#### Directions
Update the records below by replacing "identify" with "locate" everywhere and leaving everything else unchanged. Leave the pictures out of your answer.

#### Data shown

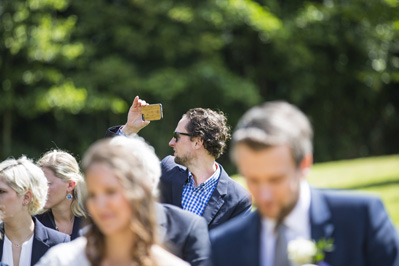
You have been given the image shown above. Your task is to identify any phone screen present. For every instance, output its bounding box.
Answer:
[141,103,163,121]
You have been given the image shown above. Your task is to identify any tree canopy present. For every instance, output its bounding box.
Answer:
[0,0,399,169]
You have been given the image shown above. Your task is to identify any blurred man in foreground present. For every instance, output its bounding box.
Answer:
[211,102,399,266]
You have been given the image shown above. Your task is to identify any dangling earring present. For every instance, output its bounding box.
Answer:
[66,192,73,200]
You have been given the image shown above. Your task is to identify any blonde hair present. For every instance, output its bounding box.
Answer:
[110,136,161,197]
[37,150,86,217]
[0,156,48,216]
[82,139,156,266]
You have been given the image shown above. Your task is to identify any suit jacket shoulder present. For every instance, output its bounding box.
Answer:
[0,217,70,265]
[105,126,121,138]
[203,164,252,230]
[210,212,261,266]
[156,204,210,265]
[310,189,399,266]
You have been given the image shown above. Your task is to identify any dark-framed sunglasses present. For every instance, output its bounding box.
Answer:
[173,131,193,142]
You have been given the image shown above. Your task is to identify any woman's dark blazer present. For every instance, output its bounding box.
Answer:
[0,217,70,266]
[35,210,83,240]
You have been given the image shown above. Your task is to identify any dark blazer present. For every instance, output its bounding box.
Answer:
[210,189,399,266]
[159,156,252,230]
[105,126,252,230]
[155,203,211,266]
[0,217,70,265]
[35,209,83,240]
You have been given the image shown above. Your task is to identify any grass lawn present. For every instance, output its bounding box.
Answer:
[233,155,399,228]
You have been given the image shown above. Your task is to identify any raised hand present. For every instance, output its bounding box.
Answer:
[122,96,150,136]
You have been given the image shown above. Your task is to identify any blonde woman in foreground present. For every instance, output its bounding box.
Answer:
[36,150,86,240]
[0,156,70,266]
[38,139,188,266]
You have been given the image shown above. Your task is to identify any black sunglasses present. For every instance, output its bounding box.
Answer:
[173,131,193,142]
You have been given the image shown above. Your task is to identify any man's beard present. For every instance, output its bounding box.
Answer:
[175,154,192,167]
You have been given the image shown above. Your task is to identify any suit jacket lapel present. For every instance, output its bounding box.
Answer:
[155,203,168,243]
[247,211,263,265]
[202,164,229,226]
[0,223,4,260]
[172,165,188,208]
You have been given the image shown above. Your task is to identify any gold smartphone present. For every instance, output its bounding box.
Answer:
[141,103,163,121]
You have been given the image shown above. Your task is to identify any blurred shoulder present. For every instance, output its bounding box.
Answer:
[36,237,90,266]
[151,245,190,266]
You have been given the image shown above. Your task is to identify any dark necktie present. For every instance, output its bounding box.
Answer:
[274,224,291,266]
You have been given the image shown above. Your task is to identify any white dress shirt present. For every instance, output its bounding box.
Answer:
[260,180,311,266]
[1,234,34,266]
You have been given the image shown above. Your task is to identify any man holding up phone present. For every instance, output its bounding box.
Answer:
[107,96,251,230]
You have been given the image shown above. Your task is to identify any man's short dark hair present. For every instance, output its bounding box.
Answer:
[185,108,231,159]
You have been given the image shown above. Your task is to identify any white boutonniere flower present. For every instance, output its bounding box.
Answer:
[287,238,333,266]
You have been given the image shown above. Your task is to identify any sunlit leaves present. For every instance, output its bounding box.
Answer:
[38,81,87,114]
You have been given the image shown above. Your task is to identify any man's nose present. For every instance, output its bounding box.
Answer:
[169,138,176,147]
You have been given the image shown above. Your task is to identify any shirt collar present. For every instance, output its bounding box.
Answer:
[187,162,220,187]
[262,180,311,234]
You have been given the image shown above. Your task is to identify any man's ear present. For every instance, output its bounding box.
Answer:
[299,154,313,178]
[194,138,204,149]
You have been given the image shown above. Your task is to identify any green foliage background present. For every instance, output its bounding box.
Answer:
[0,0,399,171]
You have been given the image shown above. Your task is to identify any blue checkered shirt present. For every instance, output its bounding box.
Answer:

#### Result of this task
You have been given the image shown above. Your task is to locate any phone screen present. For every instance, output its bounding box.
Answer:
[141,103,163,121]
You have been given the image shown above. Your task is to locate any tree canopy present. For every instance, output its bounding box.
Answer:
[0,0,399,169]
You have been given the image shown above. Your task is to locate any blurred man in foreground present. For every instance, output its bounding box.
Answer:
[211,102,399,266]
You have been given the image shown above. Your task is to locate any dangling earring present. For every instance, output its bounding box.
Answer:
[66,192,73,200]
You have been given the image shown above. Your task is to locate any blonde hair present. For every instance, output its bounding box.
Answer:
[110,136,161,197]
[37,150,86,217]
[0,156,48,216]
[82,139,156,266]
You have been given the image shown above. Your task is to locate any suit jacket shoulder present. For every instance, output its bounding box.
Answer:
[0,217,70,265]
[105,126,121,138]
[203,164,252,230]
[210,212,261,266]
[156,204,210,265]
[310,189,399,266]
You have been given the image shown above. Your task is to locate any dark-framed sunglasses present. For every instance, output its bounding box.
Answer:
[173,131,193,142]
You have been given the image shown above. Your task is to locate any woman's dark blazer present. For every instance, output its bounding box.
Answer:
[0,217,70,266]
[35,210,83,240]
You have been given the image shown above. Your task is to locate any dark blazer present. For every instance, output its bounding box.
Answer:
[210,189,399,266]
[159,156,252,230]
[105,126,252,230]
[155,203,211,266]
[0,217,70,265]
[35,209,83,240]
You have been given the image shown above. Your task is to locate any grass lawn present. For every instance, output its bounding box.
Answer:
[233,155,399,228]
You have been given the image shown above. Your task is to locate any raised hand present. For every instance, output its bounding box.
Answer:
[122,96,150,136]
You have been given the image shown above. Your task is to locate any blonde woman in foreground present. For every instance, output its bounding box.
Answer:
[36,150,86,240]
[0,156,70,266]
[38,139,188,266]
You have been given the image shown above. Your task is to locate any black sunglasses present. For every instance, output its bounding box.
Answer:
[173,131,193,142]
You have been given the image shown above. Your task is to locate any man's beard present. For every instance, output its bounding box.
Answer:
[175,154,192,167]
You have been given the image shown above. Your task is to locate any suit jacket lapel present. For every instance, output its bounding box.
Answer:
[155,203,168,243]
[247,211,263,265]
[202,164,229,226]
[0,223,4,260]
[172,165,188,208]
You have been given the image shown above. Your task is to locate any gold smartphone present. For every instance, output its bounding box.
Answer:
[141,103,163,121]
You have been given the image shown above. Your task is to locate any blurred shoulder present. For every instance, output its bounding box.
Answer:
[36,237,90,266]
[151,245,190,266]
You have been given the image shown above. Your task is to locate any dark necktie present. For every instance, output its bounding box.
Answer:
[274,224,291,266]
You have been given the image shown above. Your task is to locate any white dress shirt present. For every instance, output its bounding box.
Answer:
[260,180,311,266]
[1,234,34,266]
You have been given the image shown above. Your task is to locate any man holding up phone present. For every instance, output its bounding box.
Answer:
[107,96,251,230]
You have been given the image shown above. Your task is to locate any man's short dark hair present. For every instance, output its bounding box.
Answer:
[185,108,231,159]
You have been given the image shown above. Your task is to locate any white boutonniere flower present. For every instance, output its bounding box.
Answer:
[287,238,333,266]
You have been given the image shown above. Your task is to locate any sunlit leaves present. For every instance, output its bounding box.
Answer:
[38,81,87,114]
You have been given the image shown above. Your task is to locate any man's nose present. For every instance, output its bounding box.
Answer:
[169,138,176,147]
You have been given the image shown above. Your task is to locate any shirt collar present. For every instance, output its bounding box.
Answer:
[187,162,220,187]
[262,180,311,234]
You have been given the image shown above. Your task is to locate any man's ear present. For every instance, output its bounding box.
Answer:
[299,154,313,178]
[194,138,204,149]
You have been given the image shown above. Your task is to locate any green foliage background present. For every instance, output its bounding box.
Answer:
[0,0,399,171]
You have been given the image shown above. Your task is to locate any blue checkered shirt present. For every instance, output its bounding box.
Answer:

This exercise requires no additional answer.